Saved data entries:
::::

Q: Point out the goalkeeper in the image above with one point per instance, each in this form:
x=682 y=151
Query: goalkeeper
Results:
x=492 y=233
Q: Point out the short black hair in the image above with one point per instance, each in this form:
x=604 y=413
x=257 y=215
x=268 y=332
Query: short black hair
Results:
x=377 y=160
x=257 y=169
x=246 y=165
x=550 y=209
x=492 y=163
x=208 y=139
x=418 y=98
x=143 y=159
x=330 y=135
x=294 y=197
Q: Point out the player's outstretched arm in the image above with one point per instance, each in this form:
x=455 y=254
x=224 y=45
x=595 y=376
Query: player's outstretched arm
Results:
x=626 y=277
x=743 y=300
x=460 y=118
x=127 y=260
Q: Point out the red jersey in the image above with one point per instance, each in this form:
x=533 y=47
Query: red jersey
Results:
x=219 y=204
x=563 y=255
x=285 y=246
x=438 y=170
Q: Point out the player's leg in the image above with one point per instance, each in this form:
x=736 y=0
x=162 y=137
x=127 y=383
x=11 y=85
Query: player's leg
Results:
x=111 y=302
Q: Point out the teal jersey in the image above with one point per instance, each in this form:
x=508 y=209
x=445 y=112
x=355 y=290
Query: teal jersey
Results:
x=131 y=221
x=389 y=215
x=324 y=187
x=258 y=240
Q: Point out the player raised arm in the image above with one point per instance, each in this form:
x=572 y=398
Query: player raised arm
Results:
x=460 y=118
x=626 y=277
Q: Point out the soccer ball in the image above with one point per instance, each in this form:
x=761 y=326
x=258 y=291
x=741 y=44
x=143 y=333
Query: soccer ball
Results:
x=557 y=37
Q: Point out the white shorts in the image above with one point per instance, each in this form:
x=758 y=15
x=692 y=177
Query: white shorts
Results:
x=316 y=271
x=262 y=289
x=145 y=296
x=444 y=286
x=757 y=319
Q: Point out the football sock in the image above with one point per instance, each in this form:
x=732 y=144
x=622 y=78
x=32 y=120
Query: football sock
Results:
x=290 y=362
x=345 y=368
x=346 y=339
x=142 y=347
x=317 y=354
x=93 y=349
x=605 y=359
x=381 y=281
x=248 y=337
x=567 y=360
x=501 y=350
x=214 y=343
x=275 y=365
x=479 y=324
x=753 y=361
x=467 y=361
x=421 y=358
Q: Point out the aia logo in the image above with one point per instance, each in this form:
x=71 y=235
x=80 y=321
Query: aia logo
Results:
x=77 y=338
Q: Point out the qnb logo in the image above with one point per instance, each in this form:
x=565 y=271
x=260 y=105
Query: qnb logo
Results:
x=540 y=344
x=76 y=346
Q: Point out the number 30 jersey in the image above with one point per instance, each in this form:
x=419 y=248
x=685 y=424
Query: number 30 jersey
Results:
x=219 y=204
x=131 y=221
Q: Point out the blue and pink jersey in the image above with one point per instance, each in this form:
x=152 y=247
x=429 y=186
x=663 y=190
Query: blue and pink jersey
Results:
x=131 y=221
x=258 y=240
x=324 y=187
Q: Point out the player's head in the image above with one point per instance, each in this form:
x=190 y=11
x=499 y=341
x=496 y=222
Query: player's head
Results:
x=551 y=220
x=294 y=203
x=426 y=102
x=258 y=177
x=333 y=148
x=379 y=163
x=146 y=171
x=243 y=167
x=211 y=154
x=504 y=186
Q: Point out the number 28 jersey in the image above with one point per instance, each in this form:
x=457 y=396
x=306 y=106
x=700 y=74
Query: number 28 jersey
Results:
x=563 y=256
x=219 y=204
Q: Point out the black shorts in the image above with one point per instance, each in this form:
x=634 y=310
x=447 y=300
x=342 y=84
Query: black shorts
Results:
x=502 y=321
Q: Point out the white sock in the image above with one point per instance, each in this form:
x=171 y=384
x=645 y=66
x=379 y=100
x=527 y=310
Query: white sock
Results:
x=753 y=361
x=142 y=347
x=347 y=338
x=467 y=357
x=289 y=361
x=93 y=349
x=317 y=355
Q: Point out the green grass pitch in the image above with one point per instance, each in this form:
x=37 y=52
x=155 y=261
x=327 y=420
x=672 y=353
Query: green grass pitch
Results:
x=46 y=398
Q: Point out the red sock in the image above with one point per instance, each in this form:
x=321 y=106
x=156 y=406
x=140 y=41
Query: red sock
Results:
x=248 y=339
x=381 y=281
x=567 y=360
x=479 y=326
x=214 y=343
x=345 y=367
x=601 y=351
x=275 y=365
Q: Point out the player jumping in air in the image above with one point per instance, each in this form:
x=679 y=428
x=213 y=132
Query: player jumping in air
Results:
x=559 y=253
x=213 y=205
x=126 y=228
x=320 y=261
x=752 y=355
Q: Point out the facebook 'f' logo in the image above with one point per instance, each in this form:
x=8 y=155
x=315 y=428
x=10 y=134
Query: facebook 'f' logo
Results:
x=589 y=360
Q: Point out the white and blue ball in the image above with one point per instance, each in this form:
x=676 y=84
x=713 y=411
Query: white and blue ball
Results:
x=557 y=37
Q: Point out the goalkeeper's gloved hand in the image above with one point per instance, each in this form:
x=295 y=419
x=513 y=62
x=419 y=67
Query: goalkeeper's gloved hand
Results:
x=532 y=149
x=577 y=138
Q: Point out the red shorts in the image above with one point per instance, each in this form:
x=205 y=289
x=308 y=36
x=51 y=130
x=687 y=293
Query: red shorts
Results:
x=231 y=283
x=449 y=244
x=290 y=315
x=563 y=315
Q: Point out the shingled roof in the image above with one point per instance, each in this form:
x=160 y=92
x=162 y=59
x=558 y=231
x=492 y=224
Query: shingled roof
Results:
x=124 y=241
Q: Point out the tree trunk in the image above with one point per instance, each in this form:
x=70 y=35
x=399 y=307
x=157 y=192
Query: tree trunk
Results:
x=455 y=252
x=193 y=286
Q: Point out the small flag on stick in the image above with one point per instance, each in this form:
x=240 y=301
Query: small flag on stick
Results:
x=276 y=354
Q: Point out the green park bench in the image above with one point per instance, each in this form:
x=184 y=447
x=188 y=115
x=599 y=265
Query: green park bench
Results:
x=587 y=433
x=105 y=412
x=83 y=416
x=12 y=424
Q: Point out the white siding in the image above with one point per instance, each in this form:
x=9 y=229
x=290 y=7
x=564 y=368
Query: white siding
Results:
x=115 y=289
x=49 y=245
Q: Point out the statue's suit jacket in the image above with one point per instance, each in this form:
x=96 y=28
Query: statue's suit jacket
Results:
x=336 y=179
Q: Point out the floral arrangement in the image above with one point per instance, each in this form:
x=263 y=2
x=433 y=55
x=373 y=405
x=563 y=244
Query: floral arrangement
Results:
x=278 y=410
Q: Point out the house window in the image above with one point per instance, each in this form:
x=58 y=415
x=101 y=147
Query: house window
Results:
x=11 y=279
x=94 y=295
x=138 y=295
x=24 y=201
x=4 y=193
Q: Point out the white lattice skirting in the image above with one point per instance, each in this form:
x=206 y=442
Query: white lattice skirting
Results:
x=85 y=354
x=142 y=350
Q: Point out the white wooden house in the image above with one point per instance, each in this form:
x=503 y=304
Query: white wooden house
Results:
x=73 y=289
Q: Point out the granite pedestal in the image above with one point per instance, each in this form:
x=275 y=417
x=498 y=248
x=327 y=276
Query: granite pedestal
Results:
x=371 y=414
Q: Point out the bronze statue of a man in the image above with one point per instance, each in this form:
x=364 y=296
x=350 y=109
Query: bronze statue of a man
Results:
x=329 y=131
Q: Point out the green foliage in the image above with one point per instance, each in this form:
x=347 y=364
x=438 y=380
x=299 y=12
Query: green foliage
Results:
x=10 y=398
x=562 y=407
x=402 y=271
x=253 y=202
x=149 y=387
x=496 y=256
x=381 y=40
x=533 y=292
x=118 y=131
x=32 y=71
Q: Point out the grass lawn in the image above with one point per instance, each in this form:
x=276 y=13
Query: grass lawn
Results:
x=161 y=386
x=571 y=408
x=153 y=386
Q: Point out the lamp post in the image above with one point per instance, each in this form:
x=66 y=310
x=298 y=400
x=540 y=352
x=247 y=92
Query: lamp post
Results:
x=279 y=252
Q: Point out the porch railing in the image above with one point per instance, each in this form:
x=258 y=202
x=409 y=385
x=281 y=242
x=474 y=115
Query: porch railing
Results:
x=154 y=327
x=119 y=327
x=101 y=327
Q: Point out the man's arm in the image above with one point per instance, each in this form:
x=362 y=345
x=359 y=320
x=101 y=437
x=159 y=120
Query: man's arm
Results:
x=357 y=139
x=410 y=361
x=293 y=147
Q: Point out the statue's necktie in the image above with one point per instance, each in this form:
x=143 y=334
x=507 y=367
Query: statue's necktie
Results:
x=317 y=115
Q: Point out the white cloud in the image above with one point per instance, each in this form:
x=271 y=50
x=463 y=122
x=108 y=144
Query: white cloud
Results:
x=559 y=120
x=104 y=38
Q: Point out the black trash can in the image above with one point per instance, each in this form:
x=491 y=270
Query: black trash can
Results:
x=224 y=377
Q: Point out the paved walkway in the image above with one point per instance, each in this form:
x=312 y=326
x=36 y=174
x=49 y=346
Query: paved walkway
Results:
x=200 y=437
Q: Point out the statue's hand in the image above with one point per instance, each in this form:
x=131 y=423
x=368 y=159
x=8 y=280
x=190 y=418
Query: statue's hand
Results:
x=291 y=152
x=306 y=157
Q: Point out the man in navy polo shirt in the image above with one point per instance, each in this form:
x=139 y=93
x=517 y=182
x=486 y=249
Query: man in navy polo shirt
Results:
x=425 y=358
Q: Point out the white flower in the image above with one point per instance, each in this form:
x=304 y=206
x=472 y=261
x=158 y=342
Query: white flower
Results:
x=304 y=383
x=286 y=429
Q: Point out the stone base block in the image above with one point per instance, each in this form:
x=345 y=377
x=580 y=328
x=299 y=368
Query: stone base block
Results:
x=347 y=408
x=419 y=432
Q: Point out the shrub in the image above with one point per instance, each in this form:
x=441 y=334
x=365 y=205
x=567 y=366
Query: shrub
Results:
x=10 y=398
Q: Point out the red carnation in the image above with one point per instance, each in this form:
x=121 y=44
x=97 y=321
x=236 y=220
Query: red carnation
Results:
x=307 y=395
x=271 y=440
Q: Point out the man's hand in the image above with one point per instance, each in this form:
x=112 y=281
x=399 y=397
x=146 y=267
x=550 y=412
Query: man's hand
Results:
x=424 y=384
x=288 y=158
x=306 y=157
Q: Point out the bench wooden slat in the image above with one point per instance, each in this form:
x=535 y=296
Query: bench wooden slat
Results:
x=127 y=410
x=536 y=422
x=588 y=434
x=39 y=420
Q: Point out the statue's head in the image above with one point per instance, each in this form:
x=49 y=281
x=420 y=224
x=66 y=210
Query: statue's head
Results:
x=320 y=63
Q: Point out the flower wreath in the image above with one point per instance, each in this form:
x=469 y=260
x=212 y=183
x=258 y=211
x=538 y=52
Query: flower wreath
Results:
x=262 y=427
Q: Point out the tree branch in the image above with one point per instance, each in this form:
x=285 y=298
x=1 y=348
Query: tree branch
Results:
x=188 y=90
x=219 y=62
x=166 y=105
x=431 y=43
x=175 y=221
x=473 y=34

::::

_EXERCISE INSTRUCTIONS_
Please retype exactly the line containing "x=212 y=183" and each line after it to the end of the records, and nothing more.

_WRITTEN RESPONSE_
x=212 y=183
x=258 y=211
x=538 y=52
Query: flower wreath
Results:
x=262 y=427
Q: Point out the tree branch in the image above with one point per instance, each in this form:
x=285 y=298
x=1 y=348
Query: tree branch
Results:
x=188 y=90
x=219 y=62
x=166 y=105
x=431 y=43
x=175 y=221
x=473 y=34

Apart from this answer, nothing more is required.